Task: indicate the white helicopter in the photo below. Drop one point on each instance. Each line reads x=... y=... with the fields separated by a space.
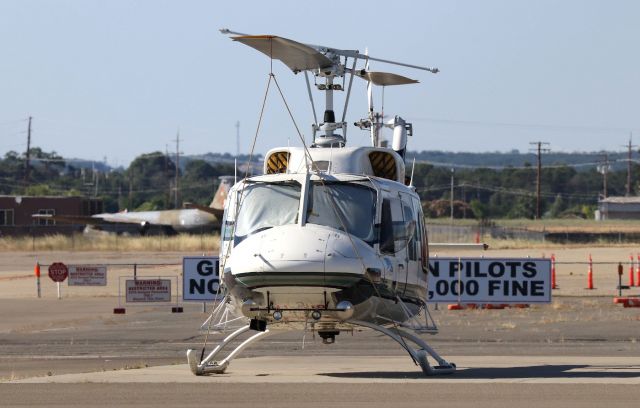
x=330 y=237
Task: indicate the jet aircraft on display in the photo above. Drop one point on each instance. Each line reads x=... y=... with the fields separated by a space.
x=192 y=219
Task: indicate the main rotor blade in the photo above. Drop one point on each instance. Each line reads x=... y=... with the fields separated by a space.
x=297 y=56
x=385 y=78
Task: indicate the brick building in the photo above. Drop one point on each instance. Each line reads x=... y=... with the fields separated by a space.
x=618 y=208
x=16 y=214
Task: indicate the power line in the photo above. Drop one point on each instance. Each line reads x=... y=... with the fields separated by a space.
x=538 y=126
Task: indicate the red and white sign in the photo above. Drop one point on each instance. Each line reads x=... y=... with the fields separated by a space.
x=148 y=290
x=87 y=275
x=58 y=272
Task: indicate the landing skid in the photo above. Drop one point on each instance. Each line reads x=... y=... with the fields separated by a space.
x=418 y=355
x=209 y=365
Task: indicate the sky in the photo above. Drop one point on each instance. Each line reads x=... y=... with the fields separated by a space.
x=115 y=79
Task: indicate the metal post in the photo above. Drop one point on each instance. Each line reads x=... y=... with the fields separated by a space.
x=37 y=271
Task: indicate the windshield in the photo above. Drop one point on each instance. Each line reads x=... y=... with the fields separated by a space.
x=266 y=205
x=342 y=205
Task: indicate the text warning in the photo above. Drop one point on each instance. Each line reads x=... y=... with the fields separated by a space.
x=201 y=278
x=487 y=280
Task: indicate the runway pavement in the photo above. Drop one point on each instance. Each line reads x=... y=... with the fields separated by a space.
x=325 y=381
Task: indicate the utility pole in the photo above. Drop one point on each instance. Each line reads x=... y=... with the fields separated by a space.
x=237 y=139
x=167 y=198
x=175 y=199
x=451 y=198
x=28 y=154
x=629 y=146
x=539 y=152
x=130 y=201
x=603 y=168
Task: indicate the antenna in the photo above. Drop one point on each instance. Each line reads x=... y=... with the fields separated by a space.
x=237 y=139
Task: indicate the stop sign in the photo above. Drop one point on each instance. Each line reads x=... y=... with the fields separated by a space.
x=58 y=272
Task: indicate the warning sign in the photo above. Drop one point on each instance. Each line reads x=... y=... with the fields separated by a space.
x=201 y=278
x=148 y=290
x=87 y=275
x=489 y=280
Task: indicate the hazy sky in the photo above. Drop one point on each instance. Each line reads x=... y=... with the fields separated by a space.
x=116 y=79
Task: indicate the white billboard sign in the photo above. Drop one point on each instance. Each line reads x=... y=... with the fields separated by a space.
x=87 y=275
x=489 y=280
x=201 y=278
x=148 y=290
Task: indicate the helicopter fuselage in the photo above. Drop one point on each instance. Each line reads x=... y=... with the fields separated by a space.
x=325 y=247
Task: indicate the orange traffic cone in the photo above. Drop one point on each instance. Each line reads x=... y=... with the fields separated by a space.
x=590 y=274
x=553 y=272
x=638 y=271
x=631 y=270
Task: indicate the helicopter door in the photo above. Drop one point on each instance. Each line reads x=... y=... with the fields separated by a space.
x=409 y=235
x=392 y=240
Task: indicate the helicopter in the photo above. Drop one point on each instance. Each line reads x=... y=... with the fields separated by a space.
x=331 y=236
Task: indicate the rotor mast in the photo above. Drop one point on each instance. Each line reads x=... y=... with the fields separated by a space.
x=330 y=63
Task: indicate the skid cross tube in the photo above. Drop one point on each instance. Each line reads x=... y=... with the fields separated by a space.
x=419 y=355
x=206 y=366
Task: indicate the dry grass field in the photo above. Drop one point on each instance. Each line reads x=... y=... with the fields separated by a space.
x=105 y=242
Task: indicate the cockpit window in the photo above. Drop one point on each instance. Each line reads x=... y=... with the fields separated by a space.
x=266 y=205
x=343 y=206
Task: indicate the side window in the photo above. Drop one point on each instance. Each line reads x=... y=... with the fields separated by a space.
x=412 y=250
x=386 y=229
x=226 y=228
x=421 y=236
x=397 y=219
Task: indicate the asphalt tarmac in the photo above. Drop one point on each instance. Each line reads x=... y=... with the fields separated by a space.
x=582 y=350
☆ ☆ ☆ ☆
> _TASK STATEMENT_:
Please express the whole listing above as a two-column CSV with the header label_task,points and one row for each "Task:" line. Put that line's text in the first quoted field and all of its coordinate lines in the second, turn line breaks into spaces, and leave out the pictures.

> _EXERCISE SOLUTION_:
label_task,points
"Task: indicate the white helicopter in the photo below. Drop one point on each instance. Each line reads x=... y=... with the fields separated by a space.","x=330 y=237"
"Task: indicate the jet aircraft on display in the photo above. Drop one point on each instance. Each line reads x=... y=... with the fields separated by a space.","x=192 y=219"
"Task: indicate the main rotor blade in the photo above. Drop one point on each instance. Each line reads x=... y=... with the fields separated by a space.","x=297 y=56 x=385 y=78"
"Task: indicate the brick building in the photo above. Drop one point on each instance. Each line reads x=... y=... with the fields separated by a space.","x=618 y=208 x=16 y=214"
"Task: indicate the power line in the photo above. Drop one point on each instance. Each line reads x=... y=... with the fields separated by a space.","x=538 y=126"
"Task: indicate the red and white sign in the photo above. Drop one point on each instance. Each line reads x=... y=... with the fields separated by a space.","x=148 y=290 x=87 y=275 x=58 y=272"
"Task: indicate the landing skid in the photo above. Drop one point on each instance. Each line reads x=... y=... with the fields separated by a space.","x=418 y=355 x=209 y=365"
"Task: indicate the sky in the photo above. Drop one point on each instance. Each line reads x=... y=... with the fields separated by a space.","x=115 y=79"
"Task: indicate the metal post in the photo above. Drop one point on each instance. Each line reads x=... y=... with the fields separated by a space.","x=37 y=271"
"Task: indicate the windshield in the photo above. Drop one point on each instance. Each line reads x=... y=... with the fields separated by a space.","x=266 y=205 x=342 y=205"
"Task: indicate the text warning in the photo above. Drop one point on each instance. Each line reads x=... y=... with the fields separated by a space.","x=201 y=278 x=487 y=280"
"Task: indicate the runway pavement in the photo above. Drop one point on each instance. Each line reads x=... y=... with the fields separated by a space.","x=325 y=381"
"Task: indicate the utility pole in the photo above. Drop one point on each instance. Each line reads x=... y=... with the fields separated by a space.","x=237 y=139 x=167 y=198 x=175 y=199 x=451 y=198 x=28 y=154 x=629 y=146 x=539 y=152 x=130 y=201 x=603 y=168"
"Task: indicate the antenna in the photo above. Drop one point on each instance. Each line reads x=... y=... with the fields separated by a space.","x=237 y=139"
"Task: indicate the stop sign in the photo above. Drop one point on each instance. Each line reads x=... y=... with the fields separated by a space.","x=58 y=272"
"Task: indicate the warning sign in the photo above. Drop one point on each instance. Each line reads x=... y=... with the fields separated by a space.","x=201 y=278 x=148 y=290 x=87 y=275 x=489 y=280"
"Task: indicate the hazy sky in the photo above. Drop one point on each instance. Each line reads x=... y=... with the fields separated by a space.","x=116 y=79"
"Task: indicate the white billboard sign in the photo above. Drop one point on each instance. Each line reads x=... y=... with the fields separated by a space.","x=87 y=275 x=489 y=280 x=201 y=278 x=148 y=290"
"Task: indicate the helicopter fuselage in the photo above. Drop one point on each instance. Each line reads x=... y=... with the fields separated by a space.","x=325 y=247"
"Task: indicate the orange traffic cone in the photo above. Drop one point on each instance. Each line reads x=... y=... with the fields separated by a space.","x=590 y=274 x=553 y=272 x=638 y=271 x=631 y=270"
"Task: indicate the helicopter door in the photo above. Drop one point on each instance. Each line reads x=... y=... with the fields separated by a space.","x=409 y=235 x=392 y=240"
"Task: indicate the helicopter in the photo above. Drop one point on each instance. Each line reads x=... y=... with the fields separated by a space.","x=331 y=236"
"Task: indicate the rotor mast in the photo above. Drop one point on each instance. Each line reads x=... y=... with the fields separated by a space.","x=330 y=63"
"Task: indicate the skid cross tube in the photo above. Drop one point on each instance. Each line reads x=... y=... with the fields separated by a space.","x=419 y=355 x=206 y=366"
"Task: indicate the dry grass field in the photo above. Drop one point on each instance. Each line reads x=... y=... with the fields separated by a space.","x=105 y=242"
"Task: indicate the cockpit window in the photo above. Drop one point on each instance. Each line reads x=... y=... with the fields separated by a space.","x=266 y=205 x=343 y=206"
"Task: indicate the side window in the photo above. Drop one point on each instance. Each line reads x=... y=... with the fields separated by a space.","x=412 y=250 x=386 y=229 x=226 y=228 x=421 y=236 x=397 y=219"
"Task: indicate the asphalt tarmac in the photo above. Drop one point on each instance. Each line reads x=... y=... with the fields separated by a space.","x=582 y=350"